Start of Block

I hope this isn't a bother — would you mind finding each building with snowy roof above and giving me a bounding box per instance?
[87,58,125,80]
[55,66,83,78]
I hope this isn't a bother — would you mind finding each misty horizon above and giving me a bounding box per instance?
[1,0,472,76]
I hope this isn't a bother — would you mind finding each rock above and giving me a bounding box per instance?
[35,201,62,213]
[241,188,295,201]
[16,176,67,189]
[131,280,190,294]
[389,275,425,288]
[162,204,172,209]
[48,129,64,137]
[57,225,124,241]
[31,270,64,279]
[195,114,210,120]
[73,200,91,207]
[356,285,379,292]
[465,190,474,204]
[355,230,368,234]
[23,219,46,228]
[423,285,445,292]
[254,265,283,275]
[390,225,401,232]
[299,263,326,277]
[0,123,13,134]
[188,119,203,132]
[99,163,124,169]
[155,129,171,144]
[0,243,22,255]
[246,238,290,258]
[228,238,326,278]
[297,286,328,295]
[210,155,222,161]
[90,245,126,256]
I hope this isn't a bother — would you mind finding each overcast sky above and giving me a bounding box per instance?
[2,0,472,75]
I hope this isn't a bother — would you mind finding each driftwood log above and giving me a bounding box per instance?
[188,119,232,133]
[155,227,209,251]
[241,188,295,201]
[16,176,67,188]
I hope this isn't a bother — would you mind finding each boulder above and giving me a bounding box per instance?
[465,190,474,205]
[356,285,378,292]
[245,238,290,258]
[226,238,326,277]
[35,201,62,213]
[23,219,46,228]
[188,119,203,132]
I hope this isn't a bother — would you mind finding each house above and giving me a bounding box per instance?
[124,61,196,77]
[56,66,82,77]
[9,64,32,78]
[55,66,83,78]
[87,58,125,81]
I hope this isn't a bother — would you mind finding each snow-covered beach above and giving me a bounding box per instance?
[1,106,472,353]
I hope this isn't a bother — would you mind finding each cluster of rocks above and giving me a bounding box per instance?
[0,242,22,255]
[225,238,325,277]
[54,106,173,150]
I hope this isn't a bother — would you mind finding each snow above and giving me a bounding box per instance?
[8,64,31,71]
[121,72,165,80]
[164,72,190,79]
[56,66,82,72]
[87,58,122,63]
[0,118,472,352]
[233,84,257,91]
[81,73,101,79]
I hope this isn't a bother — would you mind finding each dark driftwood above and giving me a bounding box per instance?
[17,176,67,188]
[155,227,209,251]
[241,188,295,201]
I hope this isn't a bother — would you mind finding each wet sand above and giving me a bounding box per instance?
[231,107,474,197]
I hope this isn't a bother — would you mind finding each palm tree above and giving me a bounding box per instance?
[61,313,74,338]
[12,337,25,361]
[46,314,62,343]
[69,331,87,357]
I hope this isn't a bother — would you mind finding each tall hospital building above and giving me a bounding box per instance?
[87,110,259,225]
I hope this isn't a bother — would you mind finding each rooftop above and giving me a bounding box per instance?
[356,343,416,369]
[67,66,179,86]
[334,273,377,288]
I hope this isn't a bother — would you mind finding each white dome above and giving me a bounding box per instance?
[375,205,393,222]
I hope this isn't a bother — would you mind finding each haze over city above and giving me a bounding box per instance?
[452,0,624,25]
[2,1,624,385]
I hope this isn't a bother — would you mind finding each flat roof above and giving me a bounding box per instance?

End of Block

WORK ITEM:
Give back each entry above precisely as it was written.

RESPONSE TO THIS EXERCISE:
I hope this isn't a bother — would you mind finding each building with snowy roof above and giving me a bounding box per instance?
[87,58,125,80]
[55,66,83,78]
I hope this isn't a bother — would you mind finding each misty horizon above and giving me a bounding box per instance?
[1,0,472,76]
I hope this isn't a bother — would you mind finding each rock above and giving me a bounding box per instance?
[35,201,62,213]
[241,188,295,201]
[16,176,67,189]
[131,280,190,294]
[389,275,425,288]
[162,204,172,209]
[48,129,64,137]
[57,225,124,241]
[31,270,64,279]
[195,114,210,120]
[73,200,91,207]
[356,285,379,292]
[465,190,474,204]
[355,230,368,234]
[23,219,46,228]
[423,285,445,292]
[254,265,283,275]
[390,225,401,232]
[299,263,326,277]
[0,123,13,134]
[188,119,203,132]
[99,163,124,169]
[155,129,171,144]
[0,243,22,255]
[246,238,290,258]
[228,238,326,278]
[297,286,328,295]
[210,155,222,161]
[90,245,126,256]
I hope this isn't a bother — would you mind finding each overcast sky above and giving me a bounding box per instance?
[2,0,472,75]
I hope this isn't a bother — would you mind finding each driftwood log above and giving me a bounding box per instance?
[188,119,232,133]
[155,227,209,251]
[241,188,295,201]
[16,176,67,188]
I hope this isn't a bother — would you mind finding each boulder above and giving me a bounding box per instance?
[465,190,474,205]
[356,285,378,292]
[245,238,290,258]
[226,238,326,277]
[35,201,62,213]
[23,219,46,228]
[188,119,203,132]
I hope this isn't a bother — would you mind finding each house above and giving me a bounding box per instance?
[124,61,196,77]
[56,66,82,77]
[9,64,32,78]
[55,66,83,78]
[87,58,125,81]
I hope this isn't a bother — would you mind finding each snow-covered beach above and giving me a bounding box per instance?
[1,106,472,353]
I hope this isn't a bother — would you mind finding each cluster of rocks above and giving me a bounding box per instance?
[0,242,22,255]
[225,238,325,277]
[54,106,173,150]
I hope this isn't a bother — would you mind finding each snow above and giving me a bounding box per instance?
[8,64,31,71]
[121,72,165,80]
[164,72,190,79]
[56,66,82,72]
[87,58,122,63]
[0,118,472,352]
[233,84,257,91]
[81,73,101,79]
I hope this isn't a bother — would you mind finding each dark driftwood above and giving me a bounding box per instance?
[17,176,67,188]
[155,227,209,251]
[241,188,295,201]
I hope this isn't a bother — would you mind finding each wet sand above and giving me a bounding box per instance?
[231,107,474,197]
I hope this isn't a bother — would you mind finding each palm tree above and giving me a bounding box per instance?
[61,313,74,338]
[12,337,25,361]
[46,314,62,343]
[69,331,87,357]
I hope this isn't a bother — would you mind finding each tall hospital building above and giving me a bounding box per instance?
[87,110,259,225]
I hope this isn't a bother — would you mind finding each rooftop above and giving me a bounding box per instance?
[356,343,416,369]
[67,66,179,86]
[334,273,377,288]
I hope this isn't a bother — would you mind finding each white dome above and giving me a bounding box per instance?
[375,205,393,222]
I hope this isn't a bother — would you mind finding each haze over city above and giving me a bounding box per instance?
[452,0,624,25]
[2,1,624,385]
I hope this isn't a bother — would you mind finding each flat roof above and giving me a bounding box per instance?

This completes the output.